- Directive: Take the entries below and print all of them exactly, please.

Dataset entries
____________
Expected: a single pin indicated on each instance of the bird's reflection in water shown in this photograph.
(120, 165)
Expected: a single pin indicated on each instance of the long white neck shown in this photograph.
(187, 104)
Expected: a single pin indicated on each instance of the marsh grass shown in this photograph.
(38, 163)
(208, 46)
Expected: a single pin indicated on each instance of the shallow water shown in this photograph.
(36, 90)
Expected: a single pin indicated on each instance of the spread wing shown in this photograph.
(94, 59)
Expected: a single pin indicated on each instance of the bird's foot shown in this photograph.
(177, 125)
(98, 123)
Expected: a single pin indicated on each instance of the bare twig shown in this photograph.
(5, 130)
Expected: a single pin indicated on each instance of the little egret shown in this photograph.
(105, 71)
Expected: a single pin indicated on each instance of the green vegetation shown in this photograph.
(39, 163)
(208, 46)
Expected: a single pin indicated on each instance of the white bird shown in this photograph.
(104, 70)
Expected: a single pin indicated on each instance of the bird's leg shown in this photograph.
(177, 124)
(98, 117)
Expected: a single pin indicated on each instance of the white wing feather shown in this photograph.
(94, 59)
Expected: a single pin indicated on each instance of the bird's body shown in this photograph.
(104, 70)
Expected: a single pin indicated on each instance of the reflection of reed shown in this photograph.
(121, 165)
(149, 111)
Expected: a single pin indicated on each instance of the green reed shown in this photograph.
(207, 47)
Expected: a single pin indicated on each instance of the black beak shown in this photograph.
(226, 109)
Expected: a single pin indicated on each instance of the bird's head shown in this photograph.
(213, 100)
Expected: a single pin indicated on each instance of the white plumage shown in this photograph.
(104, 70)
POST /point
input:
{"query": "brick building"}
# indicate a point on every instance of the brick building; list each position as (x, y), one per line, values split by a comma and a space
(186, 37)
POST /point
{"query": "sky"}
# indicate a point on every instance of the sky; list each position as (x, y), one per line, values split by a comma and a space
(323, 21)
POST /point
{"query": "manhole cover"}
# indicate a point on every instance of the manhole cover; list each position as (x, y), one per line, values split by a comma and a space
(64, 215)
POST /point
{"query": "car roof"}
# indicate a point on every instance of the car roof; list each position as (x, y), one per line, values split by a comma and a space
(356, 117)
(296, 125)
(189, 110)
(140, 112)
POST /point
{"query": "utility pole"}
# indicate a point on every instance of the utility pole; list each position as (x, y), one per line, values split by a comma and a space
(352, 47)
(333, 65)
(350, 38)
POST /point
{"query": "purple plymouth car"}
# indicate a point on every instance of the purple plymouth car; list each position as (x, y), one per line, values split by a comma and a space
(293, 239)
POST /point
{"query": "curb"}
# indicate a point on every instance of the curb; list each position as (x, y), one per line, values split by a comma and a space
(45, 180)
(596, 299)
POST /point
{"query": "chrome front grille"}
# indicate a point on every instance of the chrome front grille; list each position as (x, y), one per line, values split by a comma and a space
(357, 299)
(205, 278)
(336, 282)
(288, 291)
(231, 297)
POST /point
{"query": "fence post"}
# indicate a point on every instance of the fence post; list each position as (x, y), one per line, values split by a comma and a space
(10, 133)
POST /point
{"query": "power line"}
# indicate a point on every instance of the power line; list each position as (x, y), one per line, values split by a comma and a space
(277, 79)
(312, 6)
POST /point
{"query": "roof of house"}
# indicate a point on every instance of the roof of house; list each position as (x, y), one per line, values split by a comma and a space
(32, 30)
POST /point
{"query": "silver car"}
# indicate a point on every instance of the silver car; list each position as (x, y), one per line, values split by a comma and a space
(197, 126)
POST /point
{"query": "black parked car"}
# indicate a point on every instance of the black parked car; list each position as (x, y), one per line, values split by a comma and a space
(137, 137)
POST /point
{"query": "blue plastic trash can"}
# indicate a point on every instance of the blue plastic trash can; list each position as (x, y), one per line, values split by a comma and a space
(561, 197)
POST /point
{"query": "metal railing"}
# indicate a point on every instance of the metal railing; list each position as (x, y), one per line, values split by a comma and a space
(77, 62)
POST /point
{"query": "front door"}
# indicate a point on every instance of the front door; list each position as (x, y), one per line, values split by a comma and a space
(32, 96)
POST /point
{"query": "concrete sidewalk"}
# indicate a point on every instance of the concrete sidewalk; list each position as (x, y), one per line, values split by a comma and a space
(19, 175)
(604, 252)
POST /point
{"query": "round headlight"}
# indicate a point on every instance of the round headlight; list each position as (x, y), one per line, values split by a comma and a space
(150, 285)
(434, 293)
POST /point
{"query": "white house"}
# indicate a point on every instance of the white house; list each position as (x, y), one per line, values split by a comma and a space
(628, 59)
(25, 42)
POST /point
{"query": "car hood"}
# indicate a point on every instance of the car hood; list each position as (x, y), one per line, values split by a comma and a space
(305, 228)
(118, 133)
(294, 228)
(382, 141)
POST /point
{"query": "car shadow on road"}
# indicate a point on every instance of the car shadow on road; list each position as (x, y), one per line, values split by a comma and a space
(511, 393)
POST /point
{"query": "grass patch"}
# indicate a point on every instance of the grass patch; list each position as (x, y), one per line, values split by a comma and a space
____________
- Finished task:
Expected: a single pin indicated on each instance of the bird's reflection in water shown in this photograph.
(120, 165)
Expected: a single pin indicated on each instance of the long white neck shown in this photograph.
(187, 104)
Expected: a single pin indicated on each instance of the marsh grass shown in this photograph.
(38, 163)
(208, 46)
Expected: a single pin indicated on each instance of the shallow water shown in this photograph.
(36, 90)
Expected: a single pin indicated on each instance of the spread wing shown in this photograph.
(94, 59)
Expected: a single pin indicated on each instance of the bird's foot shown in this photograph.
(177, 125)
(98, 123)
Expected: a single pin indicated on each instance of the bare twig shown in this photograph.
(5, 130)
Expected: a single pin indicated on each instance of the little egret shown in this photograph.
(105, 71)
Expected: a single pin indicated on each instance of the green vegetation shown in this photograph.
(39, 163)
(208, 46)
Expected: a single pin indicated on each instance of the white bird shown in this photograph.
(104, 70)
Expected: a single pin indicated on each instance of the bird's leg shown in this photograph.
(177, 124)
(98, 117)
Expected: a single pin indicated on each instance of the white wing feather shown in this photograph.
(94, 59)
Expected: a single pin indicated on each instance of the bird's body shown in this photograph.
(104, 70)
Expected: a single pin indicated on each instance of the reflection of reed shown in this photograph.
(121, 165)
(149, 111)
Expected: a single pin indicated on each instance of the green reed shown in this photograph.
(207, 47)
Expected: a single pin indicated on each instance of the black beak shown in this photograph.
(226, 109)
Expected: a single pin indicated on each instance of the bird's head shown in this photograph.
(213, 100)
Expected: a single pin indicated on each instance of the white plumage shown in this photograph.
(104, 70)
POST /point
input:
{"query": "brick building"}
# indicate a point on every instance of the brick building; list each position as (x, y), one per line, values split by a comma and a space
(186, 37)
POST /point
{"query": "sky"}
# indicate a point on every instance of the sky; list each position as (x, y), one per line, values split by a comma and a space
(323, 21)
POST /point
{"query": "manhole cover"}
# indicate a point on every instance of the manhole cover; list each position as (x, y), one per line, values split by a comma and a space
(64, 215)
POST /point
{"query": "car roof"}
# indicate a point on every instance of the car roof; list each position as (x, y), one per line, values split by a comma and a space
(356, 117)
(296, 125)
(189, 110)
(140, 112)
POST /point
{"query": "utility pole"}
# indicate a point on every instance of the utility pole; list each position as (x, y), one per line, values split by a comma and a space
(352, 47)
(333, 65)
(350, 38)
POST /point
{"query": "purple plymouth car"}
# indicate a point on every instance of the purple plymouth car; list each position as (x, y), one per line, values split by a comma and a space
(293, 239)
POST /point
{"query": "curb"}
# indicate a point on every instance of the curb; list each position as (x, y), one per line, values split by a comma and a space
(45, 180)
(596, 299)
POST /point
{"query": "chrome front grille"}
# indicate a point on every instance of the chrome front grille; list each position as (x, y), one per line, values split by a comma and a space
(357, 299)
(205, 278)
(336, 282)
(288, 291)
(231, 297)
POST /point
{"query": "fence post"}
# indicate a point on every instance of the fence post; list each position as (x, y), one per line, values split by a comma and a space
(10, 133)
POST /point
{"query": "power line"}
# indicate a point on every instance of the power line; list each position as (x, y), one per line, values split by a comma and a space
(277, 79)
(312, 6)
POST /point
{"query": "roof of house"}
# indicate a point on every instance of the roof of house; list each position as (x, y), one per line, values split by a comma and a space
(32, 30)
POST /point
{"query": "silver car"}
# indicate a point on every instance of the silver car; list each position as (x, y), one per line, values split by a comma and a space
(197, 126)
POST /point
{"query": "black parked car"}
# indicate a point on every instance of the black parked car; list each position as (x, y), one per line, values split by a comma and a space
(137, 137)
POST /point
{"query": "blue plastic trash can"}
# indicate a point on every instance of the blue plastic trash can; list each position as (x, y), one per line, values split by a comma and a space
(561, 197)
POST /point
{"query": "metal railing"}
# indicate a point on every instance of the metal railing; list each position as (x, y), one per line, values split by a comma and a space
(77, 62)
POST /point
{"query": "front door"}
# indicate a point on every instance of the front door; list each position as (x, y), one per line, values split by a comma and a space
(32, 96)
POST /point
{"query": "concrete sidewalk"}
# indicate a point on every instance of the concrete sidewalk; list each position as (x, y), one per line, values split by a comma and a space
(19, 175)
(604, 252)
POST /point
{"query": "round headlight"}
# indicate a point on every instance of the round headlight; list each position as (x, y), one per line, values split by a comma and a space
(150, 285)
(434, 293)
POST /point
{"query": "white house"}
# indicate a point on every instance of the white house; list each position as (x, y), one per line, values split by a comma and a space
(628, 59)
(25, 42)
POST /point
{"query": "car hood"}
# indicate a point on every instance of the car hood; list each position as (x, y), one per line, values split by a comma and a space
(305, 228)
(118, 133)
(294, 228)
(382, 141)
POST /point
{"query": "car shadow on road"}
# indicate a point on every instance of the car shadow on road; list each position as (x, y), one per line, values split by a comma and a space
(511, 393)
POST /point
{"query": "grass patch"}
# indicate a point on every instance of the grass patch; list each position as (x, y), one per line, values split by a comma and a space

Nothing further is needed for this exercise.